_TASK GOAL_.
Reproduce the data below, substituting "snugly enclose" for every occurrence of "tightly enclose" and keeping everything else the same.

_RECORD LIST_.
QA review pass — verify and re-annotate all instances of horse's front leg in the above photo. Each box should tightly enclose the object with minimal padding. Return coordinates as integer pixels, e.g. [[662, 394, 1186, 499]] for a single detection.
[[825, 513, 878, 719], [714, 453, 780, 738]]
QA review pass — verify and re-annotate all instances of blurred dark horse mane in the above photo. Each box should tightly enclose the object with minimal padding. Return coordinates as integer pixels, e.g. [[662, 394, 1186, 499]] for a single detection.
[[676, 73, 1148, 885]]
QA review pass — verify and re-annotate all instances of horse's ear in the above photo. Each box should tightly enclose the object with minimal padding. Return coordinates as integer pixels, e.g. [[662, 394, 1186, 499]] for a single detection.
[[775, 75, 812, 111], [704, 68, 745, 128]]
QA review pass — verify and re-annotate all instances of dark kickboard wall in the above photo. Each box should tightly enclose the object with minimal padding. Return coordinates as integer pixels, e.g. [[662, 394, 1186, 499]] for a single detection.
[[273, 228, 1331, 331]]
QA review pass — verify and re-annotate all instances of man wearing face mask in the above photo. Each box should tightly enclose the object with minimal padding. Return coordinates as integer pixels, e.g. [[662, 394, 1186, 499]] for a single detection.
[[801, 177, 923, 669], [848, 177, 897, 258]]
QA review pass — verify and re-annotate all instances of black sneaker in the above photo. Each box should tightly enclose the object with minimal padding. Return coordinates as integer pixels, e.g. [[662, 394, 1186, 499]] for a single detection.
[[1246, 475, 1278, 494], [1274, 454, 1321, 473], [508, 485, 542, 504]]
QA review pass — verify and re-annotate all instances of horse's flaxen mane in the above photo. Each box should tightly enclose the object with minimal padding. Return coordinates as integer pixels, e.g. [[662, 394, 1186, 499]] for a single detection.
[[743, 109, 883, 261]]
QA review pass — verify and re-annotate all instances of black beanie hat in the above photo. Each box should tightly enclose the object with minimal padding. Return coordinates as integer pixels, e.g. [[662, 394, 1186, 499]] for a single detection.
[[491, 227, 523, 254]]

_EXPECTED ANSWER_.
QA review pass — verify and re-annotate all instances of horse's front leg in the above photo. Each box should snugly enclose the object with minimal padding. Return coordinates as integer pixels, e.g. [[662, 394, 1186, 499]] for a single detection.
[[825, 513, 878, 719], [714, 453, 780, 738]]
QA review pass — verify and re-annotate all instances of blurred dark horse mane in the above photo. Each box should snugly enclose the object with minimal padding. Return coordinates as integer pixels, e.g. [[662, 394, 1186, 499]] for a single detection.
[[676, 73, 1148, 885]]
QA review pass — verify and re-annotate all instances of horse's ear in the above photo. Each box should snugly enclose the object with minimal padding. Return coordinates as integer pixels, e.g. [[662, 394, 1186, 499]] for a single detection.
[[775, 75, 812, 111], [704, 68, 745, 128]]
QA review pass — verify and re-annotate all instances of dark kickboard wall in the above photo. Each box should snugly enclose the object with minimal padding. Return coordinates as integer pixels, e.g. [[662, 394, 1186, 499]] for a single detection.
[[273, 228, 1331, 331]]
QA review pass — verify and re-annotate all instances of man wearing face mask in the above photo. Each box should snugly enclose the object with minimal padding. Return coordinates as integer pixels, e.g. [[662, 394, 1186, 499]] for a single detection.
[[801, 177, 923, 669], [848, 177, 897, 258]]
QA review pass — verify and re-annotate all instances of black sneaker in the above photo. Each box should snugly enclose the object with minimal padding. Return coordinates as integer pixels, e.g. [[662, 394, 1186, 499]] for a single detection.
[[1246, 475, 1278, 494], [1274, 454, 1321, 473], [508, 485, 542, 504]]
QA review pass — verify and re-annotate all instances of horse's flaxen mane in the above photo. Each box should snugly enclose the object with minimal padding. Return coordinates as integer pixels, e.g. [[662, 394, 1186, 499]] for a single detection.
[[743, 109, 883, 261]]
QA review pass — verify and re-annotate all instances of black beanie hat in the above photo. Each box should snugly enclose the object with minimal padding. Return coordinates as integer pixels, e.g. [[662, 394, 1186, 499]] for a single detection.
[[491, 227, 523, 254]]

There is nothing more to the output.